— START AVAILABLE DATA —
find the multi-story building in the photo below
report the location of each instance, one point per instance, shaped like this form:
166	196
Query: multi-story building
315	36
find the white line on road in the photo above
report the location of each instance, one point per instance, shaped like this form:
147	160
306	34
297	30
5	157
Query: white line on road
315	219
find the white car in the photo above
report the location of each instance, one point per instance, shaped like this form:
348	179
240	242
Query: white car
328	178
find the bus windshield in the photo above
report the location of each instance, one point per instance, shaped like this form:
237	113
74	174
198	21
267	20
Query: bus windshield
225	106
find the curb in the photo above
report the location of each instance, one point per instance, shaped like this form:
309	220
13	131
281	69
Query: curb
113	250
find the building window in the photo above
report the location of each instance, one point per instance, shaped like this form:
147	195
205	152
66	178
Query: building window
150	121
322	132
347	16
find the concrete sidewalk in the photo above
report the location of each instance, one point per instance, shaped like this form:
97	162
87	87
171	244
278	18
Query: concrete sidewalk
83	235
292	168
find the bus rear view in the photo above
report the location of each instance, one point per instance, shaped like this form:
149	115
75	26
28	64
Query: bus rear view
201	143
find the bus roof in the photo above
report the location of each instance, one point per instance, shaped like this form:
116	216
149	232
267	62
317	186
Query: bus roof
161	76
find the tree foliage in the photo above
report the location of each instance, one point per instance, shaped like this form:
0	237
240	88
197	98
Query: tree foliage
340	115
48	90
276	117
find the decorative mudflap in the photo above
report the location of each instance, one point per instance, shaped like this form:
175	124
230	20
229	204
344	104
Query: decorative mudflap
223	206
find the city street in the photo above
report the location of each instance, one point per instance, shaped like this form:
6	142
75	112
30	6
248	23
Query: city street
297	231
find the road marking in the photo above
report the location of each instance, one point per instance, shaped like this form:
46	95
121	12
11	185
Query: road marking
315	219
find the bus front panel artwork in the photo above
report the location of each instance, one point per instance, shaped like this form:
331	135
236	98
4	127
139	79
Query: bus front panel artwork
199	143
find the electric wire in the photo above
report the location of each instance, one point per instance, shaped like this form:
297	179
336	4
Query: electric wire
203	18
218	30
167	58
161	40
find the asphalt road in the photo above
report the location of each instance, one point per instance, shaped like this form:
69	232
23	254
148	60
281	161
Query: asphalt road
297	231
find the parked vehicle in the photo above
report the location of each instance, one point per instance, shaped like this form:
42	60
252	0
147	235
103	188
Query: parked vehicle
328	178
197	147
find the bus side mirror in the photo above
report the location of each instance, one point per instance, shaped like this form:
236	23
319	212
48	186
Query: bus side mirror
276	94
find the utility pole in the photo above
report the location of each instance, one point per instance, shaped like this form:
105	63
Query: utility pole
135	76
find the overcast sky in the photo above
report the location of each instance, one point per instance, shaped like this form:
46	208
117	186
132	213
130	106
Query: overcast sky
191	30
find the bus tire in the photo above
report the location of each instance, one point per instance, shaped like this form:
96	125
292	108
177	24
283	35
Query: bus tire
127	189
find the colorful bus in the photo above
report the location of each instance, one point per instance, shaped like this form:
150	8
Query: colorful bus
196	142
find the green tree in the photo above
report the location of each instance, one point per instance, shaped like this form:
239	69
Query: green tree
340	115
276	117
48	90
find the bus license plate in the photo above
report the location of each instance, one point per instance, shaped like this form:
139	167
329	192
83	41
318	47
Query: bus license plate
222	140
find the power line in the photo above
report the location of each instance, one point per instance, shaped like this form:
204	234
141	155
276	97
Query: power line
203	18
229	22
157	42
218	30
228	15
— END AVAILABLE DATA —
■ EXERCISE TASK ■
Turn every line of the records above into a JSON list of strings, one string per line, with blank lines left out.

■ COMPLETE OUTPUT ■
[
  "find the multi-story building in the photo below",
  "report the location of each instance, one point per instance, shaped like this form:",
  "166\t196",
  "Query: multi-story building",
  "315\t36",
  "find the white line on road in the photo above",
  "report the location of each instance, one point per instance, shaped like this form:",
  "147\t160",
  "306\t34",
  "297\t30",
  "5\t157",
  "Query: white line on road",
  "315\t219",
  "find the white car in the photo above",
  "report the location of each instance, one point per instance, shaped like this form:",
  "348\t179",
  "240\t242",
  "Query: white car",
  "328\t178",
  "find the bus windshield in the photo above",
  "report the location of each instance, one point per instance, shaped like this form:",
  "237\t113",
  "74\t174",
  "198\t21",
  "267\t20",
  "Query: bus windshield",
  "225\t106",
  "find the curb in the photo above",
  "report the location of each instance, one point per instance, shaped like this form:",
  "309\t220",
  "13\t131",
  "281\t69",
  "Query: curb",
  "113\t250",
  "find the building window in the photo above",
  "report the location of each instance, one point per instance, shaped like this form:",
  "147\t195",
  "205\t152",
  "66\t178",
  "Query: building window",
  "150\t121",
  "322\t132",
  "347\t16",
  "find the concrete sidewalk in the photo above",
  "report the location of each instance, one point per instance, shaped like this form:",
  "97\t162",
  "87\t87",
  "171\t244",
  "278\t18",
  "Query: concrete sidewalk",
  "83\t235",
  "292\t168",
  "find the bus rear view in the photo above",
  "report the location of each instance, one point per instance, shaped like this form:",
  "149\t115",
  "75\t26",
  "28\t64",
  "Query: bus rear view",
  "201\t143",
  "find the bus roof in the photo above",
  "report the location of each instance, one point per instance, shaped like this form:",
  "116\t216",
  "149\t232",
  "267\t62",
  "317\t186",
  "Query: bus roof",
  "161\t76",
  "find the tree foliage in the photo above",
  "report the location of each instance, one point per instance, shaped like this form:",
  "0\t237",
  "240\t88",
  "197\t98",
  "Query: tree foliage",
  "340\t115",
  "48\t90",
  "276\t117",
  "find the decorative mudflap in the photo above",
  "report the location of each instance, one point per instance, shaped like this form:",
  "175\t124",
  "230\t20",
  "229\t204",
  "344\t104",
  "Query: decorative mudflap",
  "223\t206",
  "find the city street in the photo above",
  "report the location of each instance, one point per instance, shaped like this form:",
  "6\t142",
  "75\t112",
  "30\t6",
  "248\t23",
  "Query: city street",
  "297\t231",
  "find the road marking in the photo above",
  "report the location of each instance, one point per instance, shaped like this form:",
  "46\t95",
  "121\t12",
  "11\t185",
  "Query: road marking",
  "315\t219",
  "find the bus front panel artwork in the photo above",
  "report the location of each instance, one point per instance, shaped like this form:",
  "331\t135",
  "236\t98",
  "4\t127",
  "139\t79",
  "Query: bus front panel artwork",
  "199\t143",
  "find the electric wire in the photo above",
  "report the location of each instance, one point per instance, shaped like this form:",
  "297\t179",
  "336\t4",
  "Query: electric wire",
  "203\t18",
  "218\t30",
  "167\t58",
  "161\t40",
  "find the asphalt road in the photo above",
  "report the location of each instance, one point per instance, shaped like this form:",
  "69\t232",
  "23\t254",
  "148\t60",
  "281\t161",
  "Query: asphalt road",
  "297\t231",
  "find the parked vehicle in the photo above",
  "report the location of each instance, one point per instance, shaped like this form:",
  "42\t60",
  "252\t0",
  "147\t235",
  "103\t188",
  "Query: parked vehicle",
  "328\t178",
  "197\t147",
  "find the bus side mirror in the photo above",
  "report the location of each instance, one point per instance, shaped like this form:",
  "236\t23",
  "319\t212",
  "48\t186",
  "Query: bus side mirror",
  "276\t94",
  "find the utility pole in the photo above",
  "report the location of each instance, one point per instance, shaped like this form:",
  "105\t63",
  "Query: utility pole",
  "135\t76",
  "find the overcast sky in the photo above",
  "report the location of each instance, one point per instance, shaped like this form:",
  "46\t208",
  "117\t186",
  "132\t213",
  "130\t106",
  "Query: overcast sky",
  "191\t30",
  "find the bus tire in the photo above",
  "report the location of each instance, one point per instance, shaped like this form:",
  "96\t125",
  "292\t108",
  "177\t24",
  "283\t35",
  "Query: bus tire",
  "127\t189",
  "find the colorful bus in the photo above",
  "report the location of each instance, one point per instance, shaped like this form:",
  "150\t8",
  "Query: colorful bus",
  "196\t142",
  "find the green tree in the photo above",
  "report the location of each instance, one point per instance, shaped like this form:",
  "239\t69",
  "Query: green tree",
  "340\t115",
  "276\t117",
  "48\t90",
  "find the bus license plate in the photo above",
  "report the location of each instance, one point per instance, shaped like this form:",
  "139\t167",
  "329\t192",
  "83\t41",
  "318\t47",
  "Query: bus license plate",
  "222\t140",
  "find the power line in the photo above",
  "report the location of each instance, one point per instance, shaped like this form:",
  "204\t234",
  "141\t155",
  "276\t97",
  "Query: power line",
  "203\t18",
  "229\t22",
  "157\t42",
  "218\t30",
  "228\t15"
]